──────── INFORMATION PROVIDED

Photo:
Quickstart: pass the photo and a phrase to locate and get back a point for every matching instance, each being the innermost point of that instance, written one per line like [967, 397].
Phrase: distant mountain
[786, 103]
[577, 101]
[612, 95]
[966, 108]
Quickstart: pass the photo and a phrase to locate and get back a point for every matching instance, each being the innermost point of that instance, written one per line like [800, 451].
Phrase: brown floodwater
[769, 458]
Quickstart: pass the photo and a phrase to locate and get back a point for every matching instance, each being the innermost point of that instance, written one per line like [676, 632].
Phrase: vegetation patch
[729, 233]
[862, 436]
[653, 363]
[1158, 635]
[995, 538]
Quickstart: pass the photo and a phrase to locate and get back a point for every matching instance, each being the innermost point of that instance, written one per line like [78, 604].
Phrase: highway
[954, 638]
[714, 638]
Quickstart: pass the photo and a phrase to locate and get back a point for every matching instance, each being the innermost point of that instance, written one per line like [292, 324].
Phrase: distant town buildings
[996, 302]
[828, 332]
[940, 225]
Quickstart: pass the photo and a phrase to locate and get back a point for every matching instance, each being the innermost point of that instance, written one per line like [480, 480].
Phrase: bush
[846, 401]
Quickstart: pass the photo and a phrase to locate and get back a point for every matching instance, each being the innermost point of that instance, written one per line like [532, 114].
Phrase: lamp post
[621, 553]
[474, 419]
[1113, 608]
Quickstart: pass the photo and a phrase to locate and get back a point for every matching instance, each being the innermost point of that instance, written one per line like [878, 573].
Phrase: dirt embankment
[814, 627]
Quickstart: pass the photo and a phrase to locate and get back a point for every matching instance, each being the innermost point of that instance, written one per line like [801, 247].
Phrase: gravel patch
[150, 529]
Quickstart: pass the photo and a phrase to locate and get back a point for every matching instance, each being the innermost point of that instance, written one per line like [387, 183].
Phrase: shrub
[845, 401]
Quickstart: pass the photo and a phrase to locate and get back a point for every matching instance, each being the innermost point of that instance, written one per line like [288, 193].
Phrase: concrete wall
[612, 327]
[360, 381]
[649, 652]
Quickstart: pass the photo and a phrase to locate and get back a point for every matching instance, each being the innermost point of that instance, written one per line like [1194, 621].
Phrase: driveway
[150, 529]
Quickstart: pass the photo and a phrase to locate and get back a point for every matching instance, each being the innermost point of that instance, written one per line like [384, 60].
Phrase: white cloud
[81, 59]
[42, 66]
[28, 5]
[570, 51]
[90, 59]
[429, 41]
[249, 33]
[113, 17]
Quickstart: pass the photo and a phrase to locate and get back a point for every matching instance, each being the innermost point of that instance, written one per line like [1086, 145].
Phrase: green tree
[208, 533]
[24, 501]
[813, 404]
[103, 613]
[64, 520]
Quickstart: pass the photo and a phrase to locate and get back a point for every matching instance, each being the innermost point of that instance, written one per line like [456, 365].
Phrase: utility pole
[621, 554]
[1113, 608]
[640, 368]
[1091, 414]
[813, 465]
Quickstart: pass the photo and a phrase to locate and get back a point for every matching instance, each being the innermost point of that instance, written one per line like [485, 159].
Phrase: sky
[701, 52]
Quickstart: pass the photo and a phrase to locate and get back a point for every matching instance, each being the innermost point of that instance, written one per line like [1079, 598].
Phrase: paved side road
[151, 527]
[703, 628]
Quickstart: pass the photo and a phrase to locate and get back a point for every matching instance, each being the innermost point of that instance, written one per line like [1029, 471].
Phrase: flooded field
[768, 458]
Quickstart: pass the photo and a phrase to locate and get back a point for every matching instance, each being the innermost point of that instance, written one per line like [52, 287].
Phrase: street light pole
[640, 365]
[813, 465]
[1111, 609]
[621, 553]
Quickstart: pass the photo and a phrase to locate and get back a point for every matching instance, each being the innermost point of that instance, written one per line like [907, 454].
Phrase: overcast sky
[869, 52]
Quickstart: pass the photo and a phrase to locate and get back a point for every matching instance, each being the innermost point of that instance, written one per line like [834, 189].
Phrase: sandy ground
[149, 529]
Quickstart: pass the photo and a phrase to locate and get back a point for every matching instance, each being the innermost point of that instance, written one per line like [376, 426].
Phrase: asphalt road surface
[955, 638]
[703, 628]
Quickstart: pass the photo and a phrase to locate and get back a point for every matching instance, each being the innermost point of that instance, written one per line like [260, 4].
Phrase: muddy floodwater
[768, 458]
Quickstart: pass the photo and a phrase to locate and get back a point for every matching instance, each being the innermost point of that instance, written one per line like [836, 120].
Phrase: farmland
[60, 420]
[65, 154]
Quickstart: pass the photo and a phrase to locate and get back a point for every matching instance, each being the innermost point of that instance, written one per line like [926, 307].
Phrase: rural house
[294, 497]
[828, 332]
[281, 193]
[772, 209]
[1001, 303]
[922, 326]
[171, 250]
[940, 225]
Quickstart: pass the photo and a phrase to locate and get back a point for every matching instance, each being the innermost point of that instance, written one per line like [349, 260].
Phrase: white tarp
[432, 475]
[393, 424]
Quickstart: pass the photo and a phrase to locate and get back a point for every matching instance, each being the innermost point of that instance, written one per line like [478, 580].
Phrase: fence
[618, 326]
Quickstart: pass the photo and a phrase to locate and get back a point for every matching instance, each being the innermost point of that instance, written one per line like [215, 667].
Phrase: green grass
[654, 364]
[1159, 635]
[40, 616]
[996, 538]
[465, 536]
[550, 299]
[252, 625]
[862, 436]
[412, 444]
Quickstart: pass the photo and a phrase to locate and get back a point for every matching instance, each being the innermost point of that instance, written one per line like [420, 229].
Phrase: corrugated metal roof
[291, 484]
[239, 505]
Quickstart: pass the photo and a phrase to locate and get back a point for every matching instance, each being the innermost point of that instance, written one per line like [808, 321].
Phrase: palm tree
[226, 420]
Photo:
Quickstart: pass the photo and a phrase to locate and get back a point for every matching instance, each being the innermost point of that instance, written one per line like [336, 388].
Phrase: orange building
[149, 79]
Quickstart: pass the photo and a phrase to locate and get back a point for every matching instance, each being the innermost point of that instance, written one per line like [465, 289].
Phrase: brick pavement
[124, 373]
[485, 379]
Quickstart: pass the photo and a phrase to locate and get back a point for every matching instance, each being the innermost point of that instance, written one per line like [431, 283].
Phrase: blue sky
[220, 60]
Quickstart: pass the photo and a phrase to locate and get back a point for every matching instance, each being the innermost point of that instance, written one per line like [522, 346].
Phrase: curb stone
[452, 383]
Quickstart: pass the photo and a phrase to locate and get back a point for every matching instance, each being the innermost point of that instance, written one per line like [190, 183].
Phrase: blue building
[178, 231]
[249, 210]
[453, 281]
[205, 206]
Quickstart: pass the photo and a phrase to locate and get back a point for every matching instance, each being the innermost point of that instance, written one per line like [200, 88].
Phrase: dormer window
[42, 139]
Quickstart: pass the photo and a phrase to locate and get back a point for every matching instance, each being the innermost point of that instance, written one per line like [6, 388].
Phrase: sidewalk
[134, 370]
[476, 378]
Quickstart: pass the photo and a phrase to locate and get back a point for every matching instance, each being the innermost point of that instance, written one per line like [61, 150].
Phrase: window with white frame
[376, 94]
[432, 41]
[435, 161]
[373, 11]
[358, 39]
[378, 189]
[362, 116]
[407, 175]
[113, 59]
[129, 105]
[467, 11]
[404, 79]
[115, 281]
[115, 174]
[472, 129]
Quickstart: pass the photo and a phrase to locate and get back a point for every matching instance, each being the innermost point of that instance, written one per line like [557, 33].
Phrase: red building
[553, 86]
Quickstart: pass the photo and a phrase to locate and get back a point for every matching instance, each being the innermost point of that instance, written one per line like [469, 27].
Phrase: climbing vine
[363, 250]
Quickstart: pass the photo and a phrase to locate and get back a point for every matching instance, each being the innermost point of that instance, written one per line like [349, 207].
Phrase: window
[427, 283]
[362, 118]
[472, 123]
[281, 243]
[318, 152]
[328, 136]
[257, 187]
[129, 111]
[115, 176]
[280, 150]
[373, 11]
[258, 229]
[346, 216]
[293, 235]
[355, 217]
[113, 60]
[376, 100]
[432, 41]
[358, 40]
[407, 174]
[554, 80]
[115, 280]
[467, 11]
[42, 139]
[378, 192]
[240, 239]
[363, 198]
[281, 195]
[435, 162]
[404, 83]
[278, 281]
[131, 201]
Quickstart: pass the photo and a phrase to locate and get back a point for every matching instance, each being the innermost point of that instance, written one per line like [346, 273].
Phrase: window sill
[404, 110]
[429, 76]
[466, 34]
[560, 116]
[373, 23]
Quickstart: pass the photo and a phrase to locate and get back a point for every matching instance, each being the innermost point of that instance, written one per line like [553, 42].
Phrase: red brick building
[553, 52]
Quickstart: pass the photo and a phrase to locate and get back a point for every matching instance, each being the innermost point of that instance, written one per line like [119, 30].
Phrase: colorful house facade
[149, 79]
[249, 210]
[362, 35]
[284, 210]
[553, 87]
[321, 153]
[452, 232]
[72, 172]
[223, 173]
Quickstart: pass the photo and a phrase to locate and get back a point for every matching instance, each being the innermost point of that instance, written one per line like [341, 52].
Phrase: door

────────────────

-- JOB --
With the line containing "like [346, 273]." as the first and the last line of the records as the final one, print exactly the lines in that span.

-- WRITTEN REPLY --
Quickstart: pass the photo and a phrase to locate and get back a point for every matching instance, each being the innermost point of that instance, written one per line like [346, 273].
Phrase: window sill
[404, 110]
[429, 76]
[466, 34]
[560, 116]
[373, 23]
Quickstart: pass the photo and a phrase to locate and get back a point for every matching instance, each being the innermost point of that instance, written one per line like [553, 42].
Phrase: red brick building
[553, 52]
Quickstart: pass the photo and a phrase to locate and get back a point for every matching instance, each being the innermost point of that instance, written one per line like [119, 30].
Phrase: colorful house facade
[149, 79]
[249, 210]
[362, 35]
[284, 210]
[553, 87]
[321, 153]
[452, 232]
[72, 172]
[223, 173]
Quickstart: pass the photo and a phrase to locate and get back a point for every matching instance, each being the innermost point of that instance, written one per line like [341, 52].
Phrase: door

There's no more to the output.